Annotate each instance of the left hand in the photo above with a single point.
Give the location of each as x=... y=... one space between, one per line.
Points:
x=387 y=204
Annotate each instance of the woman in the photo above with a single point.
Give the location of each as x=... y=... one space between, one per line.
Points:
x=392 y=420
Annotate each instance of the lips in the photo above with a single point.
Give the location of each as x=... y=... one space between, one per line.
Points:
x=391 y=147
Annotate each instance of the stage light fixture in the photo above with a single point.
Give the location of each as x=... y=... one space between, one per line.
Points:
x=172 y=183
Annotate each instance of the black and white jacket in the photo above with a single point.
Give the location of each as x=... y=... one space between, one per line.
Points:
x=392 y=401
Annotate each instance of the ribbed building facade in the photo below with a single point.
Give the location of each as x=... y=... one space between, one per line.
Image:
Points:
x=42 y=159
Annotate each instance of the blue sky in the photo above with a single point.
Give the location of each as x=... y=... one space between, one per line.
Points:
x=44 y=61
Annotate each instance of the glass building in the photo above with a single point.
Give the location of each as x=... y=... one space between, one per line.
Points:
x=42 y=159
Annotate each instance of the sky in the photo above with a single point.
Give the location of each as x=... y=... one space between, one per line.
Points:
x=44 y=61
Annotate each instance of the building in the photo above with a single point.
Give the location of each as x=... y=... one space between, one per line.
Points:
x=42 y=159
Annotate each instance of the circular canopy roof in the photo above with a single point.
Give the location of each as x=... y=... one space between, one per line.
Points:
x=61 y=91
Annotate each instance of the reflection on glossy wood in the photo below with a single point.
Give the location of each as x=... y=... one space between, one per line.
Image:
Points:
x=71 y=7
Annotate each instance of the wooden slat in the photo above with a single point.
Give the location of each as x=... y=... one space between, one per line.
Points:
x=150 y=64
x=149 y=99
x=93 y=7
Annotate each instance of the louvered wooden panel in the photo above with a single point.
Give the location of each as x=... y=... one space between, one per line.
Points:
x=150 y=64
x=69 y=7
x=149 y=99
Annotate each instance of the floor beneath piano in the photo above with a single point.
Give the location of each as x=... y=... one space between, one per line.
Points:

■ ■ ■

• EXERCISE DETAILS:
Reproduce the records above exactly as they appear.

• TASK ANSWER:
Annotate each instance of the left hand in the photo above with a single point.
Give the location of each as x=... y=... one space between, one per line.
Points:
x=387 y=204
Annotate each instance of the woman in the photo above with a single point.
Give the location of each as x=... y=... one space between, one per line.
Points:
x=392 y=420
Annotate each instance of the lips in the photo above with a single point.
Give the location of each as x=... y=... one space between, one per line.
Points:
x=391 y=147
Annotate each instance of the stage light fixture in the photo above with a single point.
Give the location of each as x=... y=... one space between, one per line.
Points:
x=172 y=183
Annotate each instance of the black and white jacket in the photo above with a single point.
Give the location of each as x=... y=... one space between, one per line.
Points:
x=392 y=401
Annotate each instance of the ribbed building facade in the photo below with a single point.
Give the location of each as x=... y=... one space between, one per line.
Image:
Points:
x=42 y=159
Annotate each instance of the blue sky in the photo above with a single point.
Give the location of each as x=... y=... one space between, one per line.
Points:
x=44 y=61
Annotate each instance of the glass building in the photo above with a single point.
Give the location of each as x=... y=... one space between, one per line.
Points:
x=42 y=159
Annotate each instance of the sky in the photo above with a single point.
Give the location of each as x=... y=... one space between, one per line.
Points:
x=44 y=61
Annotate each instance of the building in the photo above with a single point.
Give the location of each as x=... y=... one space between, one per line.
Points:
x=42 y=159
Annotate each instance of the circular canopy roof in the photo above with a single point.
Give the location of each as x=... y=... one space between, one per line.
Points:
x=61 y=91
Annotate each instance of the reflection on glossy wood in the photo below with a single point.
Give the location of each as x=... y=... one space between, one per line.
Image:
Points:
x=71 y=7
Annotate each instance of the wooden slat in the photo above with a single point.
Give the location of each as x=... y=... one space between, one per line.
Points:
x=150 y=64
x=149 y=99
x=93 y=7
Annotate each instance of the louvered wooden panel in the photo above with a single point.
Give the location of each as x=... y=... one space between, one per line.
Points:
x=150 y=64
x=69 y=7
x=149 y=99
Annotate each instance of the floor beneath piano in the photo above with a single point.
Give the location of each as x=... y=... one space between, one per line.
Points:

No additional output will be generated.